== Segment start ==

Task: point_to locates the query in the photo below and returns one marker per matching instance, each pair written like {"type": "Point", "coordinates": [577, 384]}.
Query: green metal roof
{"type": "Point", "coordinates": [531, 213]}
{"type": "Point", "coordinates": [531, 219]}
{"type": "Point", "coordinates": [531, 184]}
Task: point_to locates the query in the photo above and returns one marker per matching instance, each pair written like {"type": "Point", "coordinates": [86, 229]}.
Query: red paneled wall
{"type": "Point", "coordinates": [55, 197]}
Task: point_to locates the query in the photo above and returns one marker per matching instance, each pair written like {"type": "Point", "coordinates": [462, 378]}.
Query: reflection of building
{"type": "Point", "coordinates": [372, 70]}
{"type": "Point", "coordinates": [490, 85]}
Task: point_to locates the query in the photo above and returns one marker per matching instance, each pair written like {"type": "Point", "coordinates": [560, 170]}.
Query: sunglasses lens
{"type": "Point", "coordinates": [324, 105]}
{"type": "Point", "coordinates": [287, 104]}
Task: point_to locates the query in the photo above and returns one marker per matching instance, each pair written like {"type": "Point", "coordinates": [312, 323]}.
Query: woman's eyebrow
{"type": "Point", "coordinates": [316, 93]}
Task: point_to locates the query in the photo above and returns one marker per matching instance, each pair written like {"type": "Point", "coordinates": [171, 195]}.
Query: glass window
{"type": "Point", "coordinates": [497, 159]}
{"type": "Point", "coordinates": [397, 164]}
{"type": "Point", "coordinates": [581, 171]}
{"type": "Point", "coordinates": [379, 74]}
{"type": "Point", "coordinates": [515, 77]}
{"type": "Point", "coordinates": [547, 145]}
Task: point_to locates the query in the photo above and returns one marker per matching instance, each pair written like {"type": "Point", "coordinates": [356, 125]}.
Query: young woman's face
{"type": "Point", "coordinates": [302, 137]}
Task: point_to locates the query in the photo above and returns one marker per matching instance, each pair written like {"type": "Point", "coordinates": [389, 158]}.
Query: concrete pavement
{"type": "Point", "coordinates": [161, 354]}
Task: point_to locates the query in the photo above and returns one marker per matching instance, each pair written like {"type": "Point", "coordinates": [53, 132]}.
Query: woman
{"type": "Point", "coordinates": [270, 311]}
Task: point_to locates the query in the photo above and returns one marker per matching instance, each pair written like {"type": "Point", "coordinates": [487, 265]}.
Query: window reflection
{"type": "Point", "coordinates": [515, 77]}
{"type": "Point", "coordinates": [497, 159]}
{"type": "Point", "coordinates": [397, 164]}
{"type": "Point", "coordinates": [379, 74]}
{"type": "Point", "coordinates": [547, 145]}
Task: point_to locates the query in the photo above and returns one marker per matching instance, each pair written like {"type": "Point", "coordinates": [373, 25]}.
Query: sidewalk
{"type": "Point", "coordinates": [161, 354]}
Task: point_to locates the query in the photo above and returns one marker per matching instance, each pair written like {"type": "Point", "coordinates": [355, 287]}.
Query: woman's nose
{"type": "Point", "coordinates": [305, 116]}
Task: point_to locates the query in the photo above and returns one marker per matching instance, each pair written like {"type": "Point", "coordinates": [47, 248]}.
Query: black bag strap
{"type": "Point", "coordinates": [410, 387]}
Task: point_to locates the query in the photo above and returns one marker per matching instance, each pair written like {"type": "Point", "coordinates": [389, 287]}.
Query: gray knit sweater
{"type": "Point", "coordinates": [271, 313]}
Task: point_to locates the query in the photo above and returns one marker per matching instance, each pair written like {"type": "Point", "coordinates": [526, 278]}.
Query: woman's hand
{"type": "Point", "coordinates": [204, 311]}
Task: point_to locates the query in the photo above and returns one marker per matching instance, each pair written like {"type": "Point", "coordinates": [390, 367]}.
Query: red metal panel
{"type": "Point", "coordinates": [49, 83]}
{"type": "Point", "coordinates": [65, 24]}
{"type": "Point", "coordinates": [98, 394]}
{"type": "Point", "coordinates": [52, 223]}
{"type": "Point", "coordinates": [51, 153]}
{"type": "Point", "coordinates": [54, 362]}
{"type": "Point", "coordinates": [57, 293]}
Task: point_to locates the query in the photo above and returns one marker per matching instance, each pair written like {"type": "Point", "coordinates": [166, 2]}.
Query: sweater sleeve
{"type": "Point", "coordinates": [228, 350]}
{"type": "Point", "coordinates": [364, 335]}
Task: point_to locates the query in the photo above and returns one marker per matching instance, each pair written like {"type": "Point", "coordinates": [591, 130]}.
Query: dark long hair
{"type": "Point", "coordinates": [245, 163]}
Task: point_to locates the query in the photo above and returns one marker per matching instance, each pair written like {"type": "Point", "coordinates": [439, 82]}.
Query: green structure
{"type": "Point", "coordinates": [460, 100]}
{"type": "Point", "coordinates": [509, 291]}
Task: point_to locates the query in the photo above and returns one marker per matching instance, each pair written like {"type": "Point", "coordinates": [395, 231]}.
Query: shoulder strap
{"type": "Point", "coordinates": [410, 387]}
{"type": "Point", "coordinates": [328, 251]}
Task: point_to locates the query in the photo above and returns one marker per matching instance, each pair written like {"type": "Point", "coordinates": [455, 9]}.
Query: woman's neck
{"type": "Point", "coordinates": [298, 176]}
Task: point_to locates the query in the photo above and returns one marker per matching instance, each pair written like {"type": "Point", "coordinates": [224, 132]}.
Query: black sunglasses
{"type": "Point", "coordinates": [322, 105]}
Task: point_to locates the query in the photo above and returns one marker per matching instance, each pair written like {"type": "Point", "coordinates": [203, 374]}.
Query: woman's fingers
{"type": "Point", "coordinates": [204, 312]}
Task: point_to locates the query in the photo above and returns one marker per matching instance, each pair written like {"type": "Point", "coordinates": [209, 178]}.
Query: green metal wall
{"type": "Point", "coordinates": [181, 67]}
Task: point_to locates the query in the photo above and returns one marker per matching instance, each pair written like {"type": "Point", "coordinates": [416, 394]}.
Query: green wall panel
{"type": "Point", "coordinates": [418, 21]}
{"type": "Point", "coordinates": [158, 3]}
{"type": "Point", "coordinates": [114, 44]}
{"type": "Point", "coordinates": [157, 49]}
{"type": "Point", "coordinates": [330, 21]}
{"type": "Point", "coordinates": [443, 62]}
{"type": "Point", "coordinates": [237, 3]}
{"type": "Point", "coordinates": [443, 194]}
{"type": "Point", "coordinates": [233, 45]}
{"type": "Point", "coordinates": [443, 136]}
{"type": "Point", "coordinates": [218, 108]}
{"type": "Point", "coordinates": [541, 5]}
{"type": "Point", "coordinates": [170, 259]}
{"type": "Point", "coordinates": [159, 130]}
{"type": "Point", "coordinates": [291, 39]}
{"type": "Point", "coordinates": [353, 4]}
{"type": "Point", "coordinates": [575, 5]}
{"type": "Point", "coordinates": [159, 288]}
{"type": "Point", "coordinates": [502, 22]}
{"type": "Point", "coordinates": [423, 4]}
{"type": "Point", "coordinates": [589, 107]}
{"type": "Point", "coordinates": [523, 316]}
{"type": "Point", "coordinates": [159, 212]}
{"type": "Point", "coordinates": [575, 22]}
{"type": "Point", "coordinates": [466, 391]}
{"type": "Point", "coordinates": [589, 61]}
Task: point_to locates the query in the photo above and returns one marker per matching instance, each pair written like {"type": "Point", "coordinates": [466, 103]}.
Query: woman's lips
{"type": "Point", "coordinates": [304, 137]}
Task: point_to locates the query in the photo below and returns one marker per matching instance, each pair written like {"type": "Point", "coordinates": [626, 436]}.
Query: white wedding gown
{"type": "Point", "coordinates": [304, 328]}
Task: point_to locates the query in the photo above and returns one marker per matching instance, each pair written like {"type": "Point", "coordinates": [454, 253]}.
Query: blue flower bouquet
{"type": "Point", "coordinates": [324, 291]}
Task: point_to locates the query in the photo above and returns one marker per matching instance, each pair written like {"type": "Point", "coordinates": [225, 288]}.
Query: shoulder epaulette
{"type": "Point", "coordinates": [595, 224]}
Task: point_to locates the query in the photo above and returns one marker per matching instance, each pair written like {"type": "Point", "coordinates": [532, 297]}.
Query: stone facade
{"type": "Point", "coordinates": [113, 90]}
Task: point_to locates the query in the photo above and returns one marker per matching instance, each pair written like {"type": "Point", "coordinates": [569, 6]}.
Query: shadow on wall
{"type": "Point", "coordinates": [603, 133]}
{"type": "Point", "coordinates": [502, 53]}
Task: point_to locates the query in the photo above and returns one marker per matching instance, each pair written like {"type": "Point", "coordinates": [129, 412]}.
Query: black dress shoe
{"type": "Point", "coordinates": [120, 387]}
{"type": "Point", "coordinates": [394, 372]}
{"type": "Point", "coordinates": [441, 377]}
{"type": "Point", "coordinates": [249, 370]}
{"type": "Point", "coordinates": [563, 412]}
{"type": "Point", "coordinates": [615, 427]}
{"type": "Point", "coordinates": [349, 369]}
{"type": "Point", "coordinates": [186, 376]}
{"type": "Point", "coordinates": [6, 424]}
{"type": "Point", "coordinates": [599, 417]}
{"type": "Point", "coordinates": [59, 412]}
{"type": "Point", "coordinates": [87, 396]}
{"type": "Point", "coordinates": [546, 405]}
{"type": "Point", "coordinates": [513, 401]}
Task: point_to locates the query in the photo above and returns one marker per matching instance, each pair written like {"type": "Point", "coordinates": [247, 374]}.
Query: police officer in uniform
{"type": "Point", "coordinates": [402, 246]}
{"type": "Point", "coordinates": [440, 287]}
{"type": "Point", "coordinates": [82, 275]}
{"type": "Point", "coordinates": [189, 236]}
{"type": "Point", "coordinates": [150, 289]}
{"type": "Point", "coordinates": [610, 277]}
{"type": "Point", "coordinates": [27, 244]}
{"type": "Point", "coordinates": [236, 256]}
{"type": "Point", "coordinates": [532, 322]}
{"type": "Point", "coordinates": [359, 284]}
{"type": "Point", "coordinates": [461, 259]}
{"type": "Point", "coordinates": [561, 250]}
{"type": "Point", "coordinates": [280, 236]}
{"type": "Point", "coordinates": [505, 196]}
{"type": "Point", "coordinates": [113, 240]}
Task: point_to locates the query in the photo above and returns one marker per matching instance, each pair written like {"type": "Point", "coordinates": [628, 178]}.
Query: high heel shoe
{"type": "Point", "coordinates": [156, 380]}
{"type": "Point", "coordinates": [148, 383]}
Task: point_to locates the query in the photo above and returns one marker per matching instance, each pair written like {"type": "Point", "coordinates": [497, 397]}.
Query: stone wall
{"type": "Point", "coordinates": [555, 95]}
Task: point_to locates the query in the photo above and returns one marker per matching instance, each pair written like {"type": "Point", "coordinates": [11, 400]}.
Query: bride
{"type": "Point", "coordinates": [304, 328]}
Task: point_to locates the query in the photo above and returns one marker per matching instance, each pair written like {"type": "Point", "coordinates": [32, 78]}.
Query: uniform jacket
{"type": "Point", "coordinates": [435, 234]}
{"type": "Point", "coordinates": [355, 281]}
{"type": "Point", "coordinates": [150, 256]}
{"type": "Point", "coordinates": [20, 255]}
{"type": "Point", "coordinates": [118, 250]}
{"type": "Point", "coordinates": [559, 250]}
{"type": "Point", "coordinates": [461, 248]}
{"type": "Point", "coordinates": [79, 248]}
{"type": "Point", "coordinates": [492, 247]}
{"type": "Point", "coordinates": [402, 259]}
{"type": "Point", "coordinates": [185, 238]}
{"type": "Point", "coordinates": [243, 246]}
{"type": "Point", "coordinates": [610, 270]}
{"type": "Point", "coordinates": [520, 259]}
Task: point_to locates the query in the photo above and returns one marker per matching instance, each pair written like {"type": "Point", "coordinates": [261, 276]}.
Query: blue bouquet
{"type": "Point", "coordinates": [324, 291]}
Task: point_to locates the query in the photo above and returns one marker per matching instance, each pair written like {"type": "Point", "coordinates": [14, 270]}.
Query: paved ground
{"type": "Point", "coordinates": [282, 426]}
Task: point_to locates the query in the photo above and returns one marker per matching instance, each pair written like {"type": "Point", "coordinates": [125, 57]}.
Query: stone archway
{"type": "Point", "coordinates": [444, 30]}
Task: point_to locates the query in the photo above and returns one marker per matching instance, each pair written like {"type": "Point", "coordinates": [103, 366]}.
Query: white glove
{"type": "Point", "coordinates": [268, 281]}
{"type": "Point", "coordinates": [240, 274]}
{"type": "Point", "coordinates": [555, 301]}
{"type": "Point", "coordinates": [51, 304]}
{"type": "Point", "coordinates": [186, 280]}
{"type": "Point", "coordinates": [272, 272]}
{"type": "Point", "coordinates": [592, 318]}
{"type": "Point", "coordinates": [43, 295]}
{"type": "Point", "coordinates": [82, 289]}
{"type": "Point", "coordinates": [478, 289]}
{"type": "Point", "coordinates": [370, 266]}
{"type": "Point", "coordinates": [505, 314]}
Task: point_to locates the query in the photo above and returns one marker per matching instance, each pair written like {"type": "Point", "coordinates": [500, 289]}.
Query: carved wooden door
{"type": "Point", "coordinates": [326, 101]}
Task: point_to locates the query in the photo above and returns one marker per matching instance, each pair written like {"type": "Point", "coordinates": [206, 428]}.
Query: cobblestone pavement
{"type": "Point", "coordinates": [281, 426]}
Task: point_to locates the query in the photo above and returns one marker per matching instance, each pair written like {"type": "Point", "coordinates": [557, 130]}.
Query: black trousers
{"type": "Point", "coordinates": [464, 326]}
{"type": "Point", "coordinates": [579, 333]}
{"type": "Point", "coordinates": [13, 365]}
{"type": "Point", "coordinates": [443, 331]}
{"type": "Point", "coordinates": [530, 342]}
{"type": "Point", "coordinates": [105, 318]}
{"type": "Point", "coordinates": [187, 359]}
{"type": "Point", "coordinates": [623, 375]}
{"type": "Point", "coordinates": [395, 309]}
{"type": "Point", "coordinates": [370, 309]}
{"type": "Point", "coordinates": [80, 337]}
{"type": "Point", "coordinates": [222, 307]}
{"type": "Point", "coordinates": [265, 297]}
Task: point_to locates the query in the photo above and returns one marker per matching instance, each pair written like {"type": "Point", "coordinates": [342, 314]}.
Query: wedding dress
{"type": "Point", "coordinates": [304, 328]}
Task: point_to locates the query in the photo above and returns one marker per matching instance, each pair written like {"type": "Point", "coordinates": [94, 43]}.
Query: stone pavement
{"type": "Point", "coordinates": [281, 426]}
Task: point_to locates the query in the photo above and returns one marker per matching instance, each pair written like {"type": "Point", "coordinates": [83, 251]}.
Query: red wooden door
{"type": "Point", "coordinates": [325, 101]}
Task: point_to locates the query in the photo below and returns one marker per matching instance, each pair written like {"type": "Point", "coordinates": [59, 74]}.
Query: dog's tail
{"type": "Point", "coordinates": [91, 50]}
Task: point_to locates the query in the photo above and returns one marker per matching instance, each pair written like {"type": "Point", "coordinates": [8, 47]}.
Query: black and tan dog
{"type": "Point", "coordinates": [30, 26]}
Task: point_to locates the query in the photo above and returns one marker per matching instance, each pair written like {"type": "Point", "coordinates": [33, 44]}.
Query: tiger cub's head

== Segment end ==

_WORK REQUIRED_
Scan the data above for the word "below" and report every line where it is found.

_REPLY TO THE EXERCISE_
Task: point_to locates the query in the photo below and returns one marker per matching instance, each pair written like {"type": "Point", "coordinates": [577, 384]}.
Task: point_to locates the query in the photo below and returns one marker per matching instance, each pair written like {"type": "Point", "coordinates": [626, 436]}.
Task: point_to locates the query in the photo below and returns one marker per matching instance, each pair written like {"type": "Point", "coordinates": [59, 74]}.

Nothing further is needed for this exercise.